#### TASK STATEMENT
Return every line of the material below that contains the string "sunlight", treating uppercase and lowercase letters as different.

(Dataset rows showing where objects appear)

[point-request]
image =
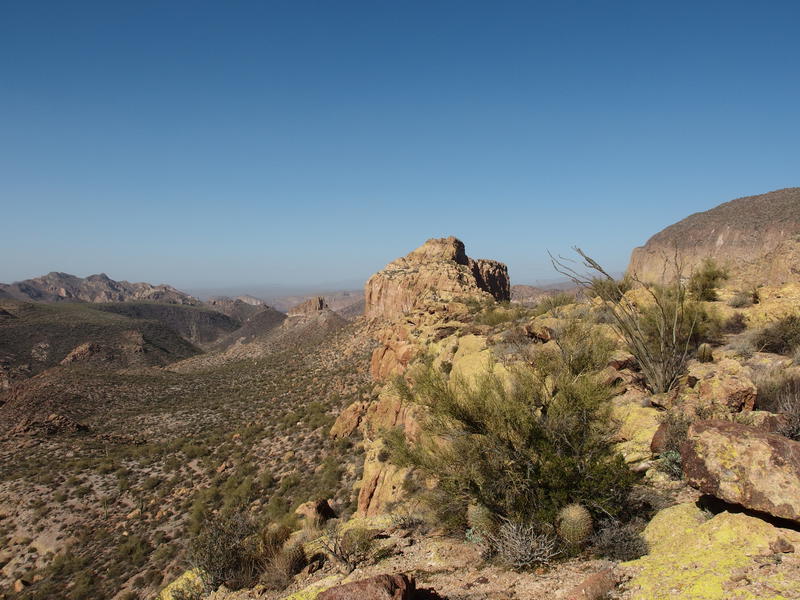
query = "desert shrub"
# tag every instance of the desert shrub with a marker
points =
(620, 541)
(523, 448)
(282, 566)
(779, 392)
(228, 552)
(780, 337)
(705, 280)
(348, 547)
(523, 546)
(574, 524)
(741, 299)
(704, 353)
(583, 348)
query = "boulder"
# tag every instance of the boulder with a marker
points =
(744, 465)
(316, 512)
(381, 587)
(692, 557)
(309, 307)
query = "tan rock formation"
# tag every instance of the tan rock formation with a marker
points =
(743, 465)
(437, 269)
(755, 237)
(309, 307)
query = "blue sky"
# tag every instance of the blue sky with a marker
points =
(224, 144)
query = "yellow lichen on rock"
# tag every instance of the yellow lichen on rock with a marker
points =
(694, 558)
(316, 588)
(188, 582)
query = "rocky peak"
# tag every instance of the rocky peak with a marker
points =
(309, 307)
(756, 238)
(439, 269)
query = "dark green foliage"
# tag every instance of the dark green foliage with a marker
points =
(661, 327)
(519, 449)
(736, 323)
(781, 337)
(549, 303)
(610, 289)
(620, 541)
(706, 279)
(742, 299)
(676, 429)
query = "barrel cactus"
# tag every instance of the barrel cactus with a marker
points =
(481, 520)
(704, 353)
(574, 524)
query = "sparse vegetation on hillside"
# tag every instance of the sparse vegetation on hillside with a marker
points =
(780, 337)
(523, 447)
(661, 325)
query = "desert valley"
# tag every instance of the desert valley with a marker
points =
(444, 434)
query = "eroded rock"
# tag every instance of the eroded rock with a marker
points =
(744, 465)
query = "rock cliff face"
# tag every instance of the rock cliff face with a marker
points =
(439, 268)
(309, 307)
(755, 237)
(60, 287)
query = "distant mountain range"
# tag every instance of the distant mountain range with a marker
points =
(63, 287)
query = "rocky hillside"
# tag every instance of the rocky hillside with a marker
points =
(755, 237)
(62, 287)
(438, 267)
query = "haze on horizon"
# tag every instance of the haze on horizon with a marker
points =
(307, 144)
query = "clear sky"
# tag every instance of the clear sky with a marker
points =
(214, 144)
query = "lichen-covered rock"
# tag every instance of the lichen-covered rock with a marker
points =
(716, 388)
(380, 587)
(437, 269)
(189, 583)
(694, 558)
(744, 465)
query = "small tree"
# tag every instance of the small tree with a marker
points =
(706, 279)
(523, 447)
(661, 333)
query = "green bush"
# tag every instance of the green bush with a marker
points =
(780, 337)
(705, 280)
(518, 448)
(227, 549)
(620, 541)
(612, 289)
(549, 303)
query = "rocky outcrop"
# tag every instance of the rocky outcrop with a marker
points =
(309, 307)
(380, 587)
(744, 465)
(61, 287)
(755, 237)
(730, 555)
(437, 269)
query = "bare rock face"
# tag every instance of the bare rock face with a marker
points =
(754, 237)
(744, 465)
(61, 287)
(439, 268)
(309, 307)
(381, 587)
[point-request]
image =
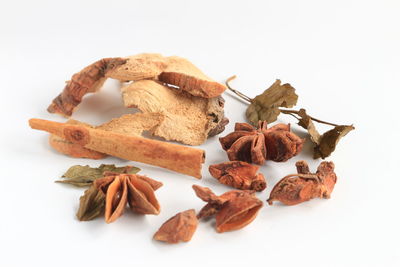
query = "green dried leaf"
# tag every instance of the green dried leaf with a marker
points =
(329, 140)
(91, 204)
(325, 144)
(265, 107)
(85, 175)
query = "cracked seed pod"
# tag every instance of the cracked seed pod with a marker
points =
(255, 145)
(303, 186)
(179, 228)
(135, 190)
(239, 174)
(233, 210)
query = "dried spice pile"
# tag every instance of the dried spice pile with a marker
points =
(178, 102)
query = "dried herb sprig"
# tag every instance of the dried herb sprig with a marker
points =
(268, 105)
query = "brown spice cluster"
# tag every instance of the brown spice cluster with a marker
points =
(252, 145)
(179, 228)
(233, 210)
(303, 186)
(118, 191)
(239, 174)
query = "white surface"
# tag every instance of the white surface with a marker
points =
(341, 56)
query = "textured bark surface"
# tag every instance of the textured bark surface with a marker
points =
(88, 80)
(182, 73)
(174, 157)
(183, 117)
(179, 228)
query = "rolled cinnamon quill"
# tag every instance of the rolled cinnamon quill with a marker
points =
(181, 159)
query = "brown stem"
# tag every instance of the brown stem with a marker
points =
(285, 111)
(239, 94)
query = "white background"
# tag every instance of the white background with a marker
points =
(341, 56)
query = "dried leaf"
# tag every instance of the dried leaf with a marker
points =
(265, 107)
(91, 204)
(329, 140)
(324, 144)
(85, 175)
(180, 227)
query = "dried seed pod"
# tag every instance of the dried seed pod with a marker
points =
(237, 213)
(238, 174)
(179, 228)
(255, 145)
(120, 189)
(233, 210)
(297, 188)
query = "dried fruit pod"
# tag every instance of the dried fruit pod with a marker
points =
(237, 213)
(297, 188)
(238, 174)
(179, 228)
(136, 190)
(255, 145)
(233, 210)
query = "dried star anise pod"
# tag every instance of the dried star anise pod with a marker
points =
(252, 145)
(303, 186)
(239, 174)
(179, 228)
(111, 193)
(233, 210)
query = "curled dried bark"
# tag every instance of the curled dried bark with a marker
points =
(73, 150)
(172, 70)
(179, 228)
(303, 186)
(255, 145)
(174, 157)
(239, 174)
(136, 190)
(233, 210)
(183, 117)
(88, 80)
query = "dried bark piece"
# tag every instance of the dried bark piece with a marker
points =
(233, 210)
(91, 204)
(174, 157)
(139, 67)
(297, 188)
(185, 118)
(133, 124)
(179, 228)
(132, 189)
(172, 70)
(182, 73)
(255, 145)
(78, 175)
(88, 80)
(73, 150)
(238, 174)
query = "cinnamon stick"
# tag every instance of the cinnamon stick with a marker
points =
(181, 159)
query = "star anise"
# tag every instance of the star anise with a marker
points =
(233, 210)
(255, 145)
(112, 192)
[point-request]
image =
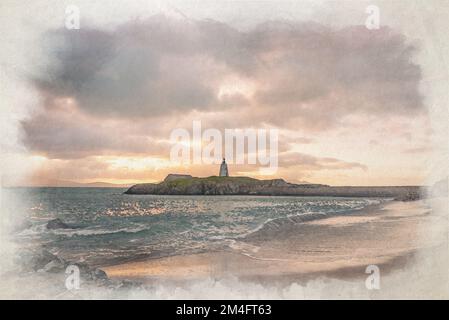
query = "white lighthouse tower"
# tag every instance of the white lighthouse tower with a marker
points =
(224, 169)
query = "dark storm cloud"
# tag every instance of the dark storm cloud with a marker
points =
(303, 75)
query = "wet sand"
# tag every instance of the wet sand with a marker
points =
(337, 247)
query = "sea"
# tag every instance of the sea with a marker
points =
(109, 227)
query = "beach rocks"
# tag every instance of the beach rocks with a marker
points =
(57, 224)
(46, 261)
(409, 196)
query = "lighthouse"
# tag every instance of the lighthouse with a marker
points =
(224, 169)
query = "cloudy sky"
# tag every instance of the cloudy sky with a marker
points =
(99, 103)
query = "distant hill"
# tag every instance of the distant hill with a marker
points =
(72, 184)
(187, 185)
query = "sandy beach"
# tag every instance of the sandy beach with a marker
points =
(339, 247)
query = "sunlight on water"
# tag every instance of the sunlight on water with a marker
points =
(107, 225)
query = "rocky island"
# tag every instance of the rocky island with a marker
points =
(176, 184)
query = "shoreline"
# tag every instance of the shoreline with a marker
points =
(339, 246)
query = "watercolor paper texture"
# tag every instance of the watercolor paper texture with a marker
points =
(216, 149)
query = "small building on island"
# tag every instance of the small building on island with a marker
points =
(224, 169)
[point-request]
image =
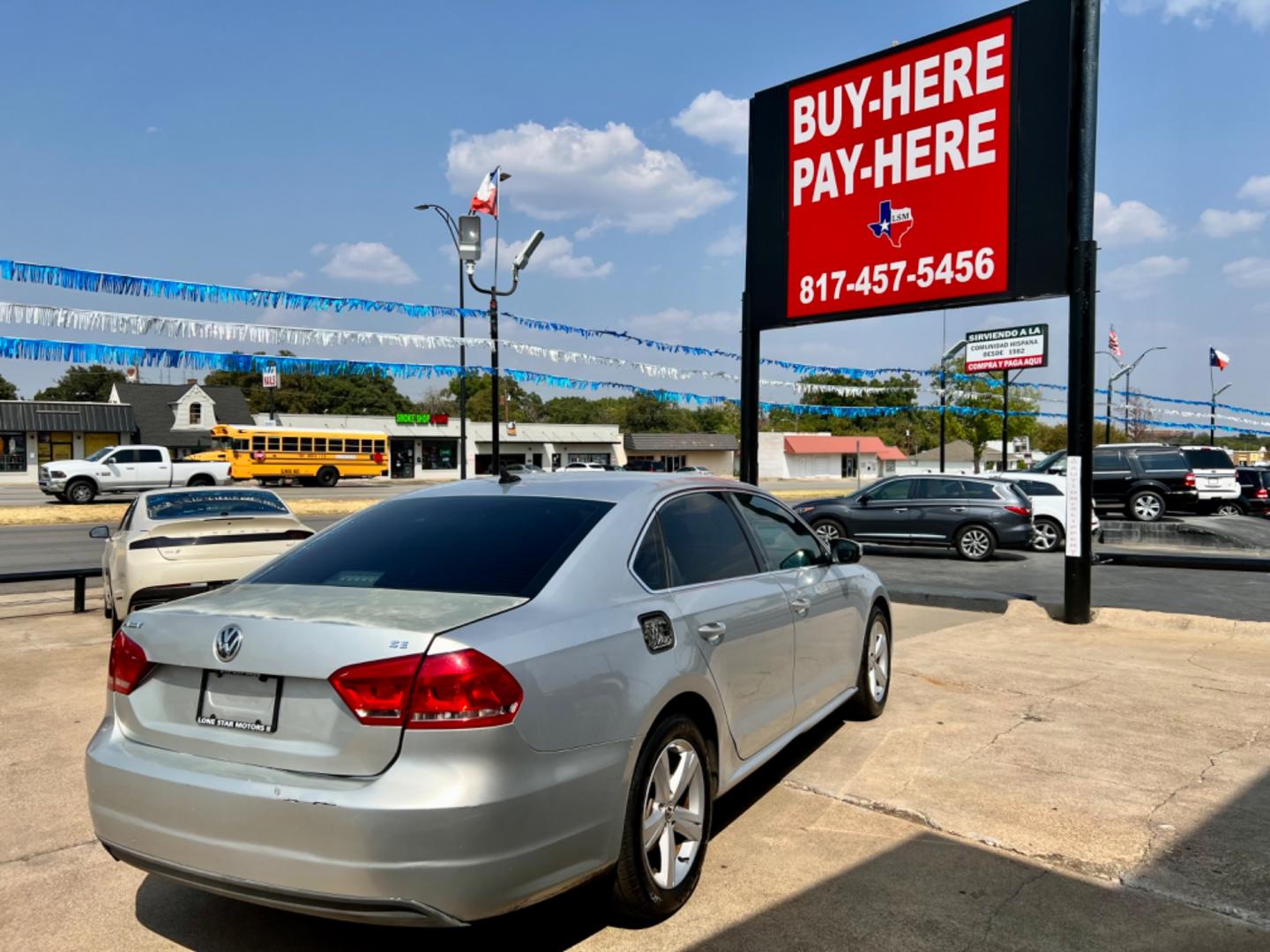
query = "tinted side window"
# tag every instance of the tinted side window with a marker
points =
(1109, 460)
(785, 541)
(892, 492)
(1163, 462)
(979, 490)
(938, 489)
(704, 541)
(649, 562)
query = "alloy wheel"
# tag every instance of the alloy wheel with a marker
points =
(673, 814)
(975, 544)
(879, 660)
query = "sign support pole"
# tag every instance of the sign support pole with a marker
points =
(1077, 568)
(750, 354)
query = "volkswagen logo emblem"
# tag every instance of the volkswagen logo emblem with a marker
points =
(228, 640)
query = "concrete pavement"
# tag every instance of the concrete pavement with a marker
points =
(1030, 786)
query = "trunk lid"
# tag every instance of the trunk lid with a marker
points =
(227, 537)
(296, 636)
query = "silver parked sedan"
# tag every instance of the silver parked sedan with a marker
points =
(464, 700)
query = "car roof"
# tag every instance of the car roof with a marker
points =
(611, 487)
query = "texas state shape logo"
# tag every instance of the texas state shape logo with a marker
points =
(892, 224)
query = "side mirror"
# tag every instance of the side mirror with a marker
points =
(846, 551)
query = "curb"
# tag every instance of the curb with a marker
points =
(995, 602)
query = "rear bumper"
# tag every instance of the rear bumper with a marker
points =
(459, 828)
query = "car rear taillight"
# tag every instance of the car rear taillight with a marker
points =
(455, 689)
(129, 664)
(377, 692)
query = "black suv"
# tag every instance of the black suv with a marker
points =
(1255, 493)
(1145, 481)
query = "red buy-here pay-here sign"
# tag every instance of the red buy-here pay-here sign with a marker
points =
(900, 176)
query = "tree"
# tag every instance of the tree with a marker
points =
(374, 394)
(84, 383)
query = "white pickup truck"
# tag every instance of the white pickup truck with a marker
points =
(131, 469)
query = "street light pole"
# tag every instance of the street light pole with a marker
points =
(462, 346)
(1212, 410)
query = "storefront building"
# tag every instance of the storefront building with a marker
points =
(427, 446)
(34, 432)
(673, 450)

#### THE REPLY
query = "sunlight on water"
# tag every instance of the sunlight on water with a marker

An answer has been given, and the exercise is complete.